Показанный текст -
********************

НЕ-АМЕРИКАНСКИЙ МИССИОНЕР

Отголоски тех споров и анафем церковный человек слышит и поныне. В Акафисте Божией Матери приветствуется Та, Которая "растерзала афинейские плетения". Великим постом мы слышим: "Петр витийствует, и Платон умолче; учит Павел, Пифагор постыдеся. Та же апостольский богословский собор эллинское мертвое вещание погребает и совосставляет мир ко служению Христову"9.

Для Запада же исходным пунктом средневековой науки стало Великое осуждение аверроистов (аристотеликов) 7 марта 1277 г. парижским епископом Этьеном Тампье. Среди 219 анафематствованных тезисов особо примечателен для судеб астрономии пункт 92-й. Он осуждает учащих, будто «небесные тела движутся внутренним принципом, каковой есть душа; они движутся подобно живому существу именно душой и ее устремленностью: потому как животное движется, поскольку стремится к чему-то, так движется и небо». У звезд нет души, значит, их движение должно описываться на языке механики, а не психологии.

Эти анафемы, сокрушившие древние автоитеты, стали событиями, освободившими человеческий разум и поиск. Церковный призыв не придавать значения мнениям древних метафизиков означал, что разум освобождался от пленения прежними натурфилософскими авторитетами. При этом, однако, разум, исследующий природу вещей, в принципе не мог удовлетвориться лишь всецелым подчинением слову Библии просто потому, что ответы Библии не могли заменить наставления отмененных натурфилософов. Значит, ответы на все вопросы нельзя было отыскать только в прошлом: ни в священном (Библейском), ни в античном (языческом). Надо было думать самим. Подчеркиваю: этот вывод порождался именно диалектически-сложным отношением Церкви к церковно-культурному наследию.

********************

Выдержка из данных -
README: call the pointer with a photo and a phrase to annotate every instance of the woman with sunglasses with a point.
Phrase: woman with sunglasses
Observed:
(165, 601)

********************

Задачи -
[A] Выведите отрывок из текста о церковных анафемах между словами «Эти анафемы, сокрушившие» и «к церковно-культурному наследию.», включительно.
[B] Согласно тексту о церковных анафемах, какой по счету из анафематствованных тезисов особо примечателен для судеб астрономии?
Данные здесь никакой роли не играют.

Результаты упражнения -
[A]
Эти анафемы, сокрушившие древние автоитеты, стали событиями, освободившими человеческий разум и поиск. Церковный призыв не придавать значения мнениям древних метафизиков означал, что разум освобождался от пленения прежними натурфилософскими авторитетами. При этом, однако, разум, исследующий природу вещей, в принципе не мог удовлетвориться лишь всецелым подчинением слову Библии просто потому, что ответы Библии не могли заменить наставления отмененных натурфилософов. Значит, ответы на все вопросы нельзя было отыскать только в прошлом: ни в священном (Библейском), ни в античном (языческом). Надо было думать самим. Подчеркиваю: этот вывод порождался именно диалектически-сложным отношением Церкви к церковно-культурному наследию.

[B] Пункт 92-й.